- Exercise directions
Down to the last line, output the records below exactly.

Data extracted from a collection:
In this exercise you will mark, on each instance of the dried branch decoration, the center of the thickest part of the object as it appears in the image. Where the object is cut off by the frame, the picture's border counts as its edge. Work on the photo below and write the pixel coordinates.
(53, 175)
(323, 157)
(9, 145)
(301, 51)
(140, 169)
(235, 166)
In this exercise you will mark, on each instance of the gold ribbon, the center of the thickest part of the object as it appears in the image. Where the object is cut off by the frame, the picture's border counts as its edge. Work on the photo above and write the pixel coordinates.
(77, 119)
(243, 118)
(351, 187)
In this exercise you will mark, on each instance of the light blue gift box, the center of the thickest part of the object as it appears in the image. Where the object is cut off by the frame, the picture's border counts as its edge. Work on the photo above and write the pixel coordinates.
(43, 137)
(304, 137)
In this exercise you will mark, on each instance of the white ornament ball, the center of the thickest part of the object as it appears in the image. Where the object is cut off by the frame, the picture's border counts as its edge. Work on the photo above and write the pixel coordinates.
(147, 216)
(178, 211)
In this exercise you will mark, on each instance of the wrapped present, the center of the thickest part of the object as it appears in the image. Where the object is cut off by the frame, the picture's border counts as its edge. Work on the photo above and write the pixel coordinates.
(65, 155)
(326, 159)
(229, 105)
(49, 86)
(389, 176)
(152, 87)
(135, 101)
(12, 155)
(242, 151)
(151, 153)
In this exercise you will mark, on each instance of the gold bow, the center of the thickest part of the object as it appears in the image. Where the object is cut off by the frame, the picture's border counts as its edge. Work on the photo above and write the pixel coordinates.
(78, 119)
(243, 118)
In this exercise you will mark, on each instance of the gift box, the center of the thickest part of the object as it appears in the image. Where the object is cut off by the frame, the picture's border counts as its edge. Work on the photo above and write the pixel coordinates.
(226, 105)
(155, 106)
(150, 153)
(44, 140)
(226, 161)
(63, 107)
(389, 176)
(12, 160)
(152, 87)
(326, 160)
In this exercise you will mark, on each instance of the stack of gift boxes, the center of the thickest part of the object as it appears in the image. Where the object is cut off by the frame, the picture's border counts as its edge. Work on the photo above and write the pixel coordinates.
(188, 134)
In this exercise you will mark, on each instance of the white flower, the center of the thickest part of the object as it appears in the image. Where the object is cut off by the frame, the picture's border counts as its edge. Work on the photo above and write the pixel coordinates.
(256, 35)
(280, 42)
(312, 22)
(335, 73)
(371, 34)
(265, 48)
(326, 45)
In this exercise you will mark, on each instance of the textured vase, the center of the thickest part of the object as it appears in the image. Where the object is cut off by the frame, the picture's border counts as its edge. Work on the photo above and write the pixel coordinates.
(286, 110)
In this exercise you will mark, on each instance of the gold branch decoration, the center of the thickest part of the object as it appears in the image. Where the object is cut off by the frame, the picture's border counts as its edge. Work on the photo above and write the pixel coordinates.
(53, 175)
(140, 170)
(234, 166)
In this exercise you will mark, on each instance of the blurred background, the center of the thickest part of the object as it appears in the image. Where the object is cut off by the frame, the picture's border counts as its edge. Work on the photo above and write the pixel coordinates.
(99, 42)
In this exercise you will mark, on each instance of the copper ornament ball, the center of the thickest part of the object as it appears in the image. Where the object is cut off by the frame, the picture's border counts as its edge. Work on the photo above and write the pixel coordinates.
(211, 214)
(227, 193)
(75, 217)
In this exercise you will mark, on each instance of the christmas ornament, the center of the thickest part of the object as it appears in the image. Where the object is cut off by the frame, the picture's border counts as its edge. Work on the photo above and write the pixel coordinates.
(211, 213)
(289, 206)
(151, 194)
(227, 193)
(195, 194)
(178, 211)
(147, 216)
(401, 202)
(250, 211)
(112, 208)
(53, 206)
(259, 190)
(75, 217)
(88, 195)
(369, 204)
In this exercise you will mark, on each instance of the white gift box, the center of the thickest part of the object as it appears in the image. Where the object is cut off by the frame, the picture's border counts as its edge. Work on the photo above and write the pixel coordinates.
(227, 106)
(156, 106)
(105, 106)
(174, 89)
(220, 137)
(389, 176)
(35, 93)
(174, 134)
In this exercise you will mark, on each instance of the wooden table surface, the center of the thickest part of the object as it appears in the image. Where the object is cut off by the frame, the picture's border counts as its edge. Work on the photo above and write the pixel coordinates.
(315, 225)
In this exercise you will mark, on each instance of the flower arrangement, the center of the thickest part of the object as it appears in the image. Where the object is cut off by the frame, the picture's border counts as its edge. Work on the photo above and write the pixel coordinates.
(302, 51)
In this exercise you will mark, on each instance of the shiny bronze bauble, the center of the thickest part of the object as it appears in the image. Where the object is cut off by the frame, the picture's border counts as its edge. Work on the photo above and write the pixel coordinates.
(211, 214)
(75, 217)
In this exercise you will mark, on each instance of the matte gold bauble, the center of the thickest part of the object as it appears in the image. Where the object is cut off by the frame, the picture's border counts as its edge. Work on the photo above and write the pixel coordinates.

- Answer to this task
In this exercise you will mark, on each instance of the dried branch decoration, the center of the thickest part of the object as it appears in the image. Where the object is cut off by the frame, the picture's border counts as its edge. Work on the photo below and write the pixel coordinates.
(53, 175)
(323, 157)
(9, 145)
(301, 51)
(140, 169)
(235, 166)
In this exercise you will mark, on each instance of the gold ribbon, the center of the thickest part of the object as it appears in the image. Where the object is cut off by the frame, the picture's border counts as its edge. Work on the photo above and write the pixel coordinates.
(77, 119)
(243, 118)
(351, 187)
In this exercise you will mark, on each instance of the light blue gift box, the center of the thickest part of the object as it appears in the image. Where the object is cut off by the frame, the picture's border counts as its edge. Work on the photo above and write the pixel coordinates.
(43, 137)
(304, 137)
In this exercise you will mark, on each instance of the white ornament ball, the center of the thickest part of the object as it appears in the image. Where the object is cut off by the frame, the picture's border counts as its edge. Work on the photo above and write the pixel coordinates.
(147, 216)
(178, 211)
In this exercise you will mark, on each instance of the wrapped present, the center of the thickest part of the object as it appears in the image. Where the object is cut off by the frame, the picture's border counts as its edge. Work on the photo above and write the pixel coordinates.
(65, 155)
(326, 159)
(229, 105)
(49, 86)
(389, 176)
(152, 87)
(135, 101)
(12, 155)
(242, 151)
(151, 153)
In this exercise you will mark, on each instance of the gold bow, the center of the thickest part of the object as it appears in the image. Where the object is cut off by the frame, the picture's border counts as its edge. Work on the photo above and write the pixel coordinates.
(78, 119)
(243, 118)
In this exercise you will mark, on each instance of the gift box, the center of the thickest part of the object as it appears in the image. Where the object is cut off by the frame, the picture's border counts as its edge. Work on the photo above and write the pixel coordinates.
(226, 105)
(155, 106)
(150, 153)
(44, 140)
(226, 161)
(63, 107)
(389, 176)
(12, 160)
(152, 87)
(326, 160)
In this exercise you will mark, on each instance of the stack of gift boxes, the center of the thickest part of the object as it appears in the image. Where the object is cut off by the frame, the picture's border counts as its edge. Work on the photo above and write the pixel coordinates.
(188, 134)
In this exercise you will mark, on each instance of the white flower, the center of the thickest part of the object as it appears in the image. Where the object is cut off by the frame, the picture's border counts as its edge. Work on the photo above and write the pixel coordinates.
(256, 35)
(280, 42)
(312, 22)
(335, 73)
(371, 34)
(265, 48)
(326, 45)
In this exercise you will mark, on each instance of the textured vase, the center of the thickest part of the object as it appears in the image. Where the object is cut off by the frame, the picture's border counts as its edge. Work on the photo above and write the pixel coordinates.
(286, 110)
In this exercise you will mark, on each instance of the gold branch decoration, the center of the thickest part of the object as it appears in the image. Where the object is cut off by the frame, the picture's border counts as its edge. Work on the photo above and write the pixel coordinates.
(53, 175)
(140, 170)
(234, 166)
In this exercise you will mark, on each instance of the blurred background, the center of the thickest part of the object as it appears in the image. Where the object is cut off by the frame, the picture's border counts as its edge. Work on the photo above and write the pixel coordinates.
(99, 42)
In this exercise you will mark, on each instance of the copper ornament ball, the center of the thickest part of the object as it appears in the image. Where the object is cut off by the frame, the picture's border counts as its edge. Work on the photo above and write the pixel coordinates.
(211, 214)
(227, 193)
(75, 217)
In this exercise you will mark, on each instance of the christmas ornament, the center of the thickest part of the object as it appears in the image. Where the object is cut off by the frame, the picture's border counts as its edge. Work on the photo above and write the pixel coordinates.
(211, 213)
(289, 206)
(151, 194)
(227, 193)
(195, 194)
(178, 211)
(147, 216)
(401, 202)
(250, 211)
(112, 208)
(53, 206)
(259, 190)
(75, 217)
(88, 195)
(369, 204)
In this exercise you will mark, on each instance of the white gift box, the center of the thickest part of the object as it appears in the image. Where the object is cut off by the frame, the picture's border counts as its edge. Work on the photo above and write the pixel coordinates.
(227, 106)
(156, 106)
(105, 106)
(174, 89)
(220, 137)
(389, 176)
(35, 93)
(174, 134)
In this exercise you will mark, on each instance of the wooden table surface, the center of the thickest part of the object as it appears in the image. Where the object is cut off by the frame, the picture's border counts as its edge. Work on the photo above and write the pixel coordinates.
(315, 225)
In this exercise you will mark, on each instance of the flower arrangement, the center of the thickest part of the object as it appears in the image. Where the object is cut off by the frame, the picture's border counts as its edge. Work on the photo above and write the pixel coordinates.
(302, 51)
In this exercise you will mark, on each instance of the shiny bronze bauble, the center of the thickest part of the object as it appears in the image. Where the object is cut off by the frame, the picture's border counts as its edge. Work on the photo above and write the pixel coordinates.
(211, 214)
(75, 217)
In this exercise you will mark, on each instance of the matte gold bauble, the center of the thickest part of the object as it appears in the image. Where the object is cut off by the frame, the picture's border counts as its edge. Work on the photo above and write the pixel coordinates.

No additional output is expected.